§ Provided entries
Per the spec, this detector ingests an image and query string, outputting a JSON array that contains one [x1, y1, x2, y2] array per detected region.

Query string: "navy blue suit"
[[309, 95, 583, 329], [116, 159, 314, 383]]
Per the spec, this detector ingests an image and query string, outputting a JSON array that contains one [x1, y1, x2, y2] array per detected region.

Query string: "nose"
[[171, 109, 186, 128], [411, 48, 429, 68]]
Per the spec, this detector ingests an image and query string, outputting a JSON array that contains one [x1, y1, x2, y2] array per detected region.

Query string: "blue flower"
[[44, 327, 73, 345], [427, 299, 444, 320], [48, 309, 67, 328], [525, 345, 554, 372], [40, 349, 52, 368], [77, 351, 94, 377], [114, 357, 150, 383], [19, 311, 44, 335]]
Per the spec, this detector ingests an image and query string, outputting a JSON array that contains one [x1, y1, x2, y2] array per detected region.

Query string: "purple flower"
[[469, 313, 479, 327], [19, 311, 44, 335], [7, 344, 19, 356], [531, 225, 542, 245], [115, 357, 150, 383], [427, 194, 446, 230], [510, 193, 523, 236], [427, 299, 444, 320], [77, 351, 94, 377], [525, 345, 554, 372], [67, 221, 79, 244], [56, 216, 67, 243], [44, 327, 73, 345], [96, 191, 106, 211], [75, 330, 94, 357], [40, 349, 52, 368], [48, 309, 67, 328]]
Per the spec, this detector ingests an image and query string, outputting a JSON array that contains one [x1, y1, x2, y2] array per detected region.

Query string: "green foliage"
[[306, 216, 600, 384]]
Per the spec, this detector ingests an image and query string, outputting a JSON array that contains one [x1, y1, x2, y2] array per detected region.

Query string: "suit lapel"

§ Problem description
Can you retype, character for character, every line from the start of the entries through the line containing "311, 44, 335]]", with both ends included?

§ Answer for the task
Per the spec, this detector ingests an image and query string, outputting a JSON array that contains one [x1, y1, x2, y2] array per detected region.

Query string: "navy blue suit"
[[309, 95, 583, 329], [116, 159, 314, 383]]
Per the spec, this detector ingests an image and query string, outputting a JSON array that contains one [x1, y1, x2, y2] array per detected region.

Query string: "nose"
[[171, 109, 186, 128], [411, 48, 429, 68]]
Per the spec, this detector ingests an image and query string, outputting a JSON array that contains one [x1, y1, x2, y2] array per detected region.

Query string: "blue flower"
[[44, 327, 73, 345], [427, 299, 444, 320], [48, 309, 67, 328], [525, 345, 554, 372], [40, 349, 52, 368], [77, 351, 94, 377], [114, 357, 150, 383], [19, 311, 44, 335]]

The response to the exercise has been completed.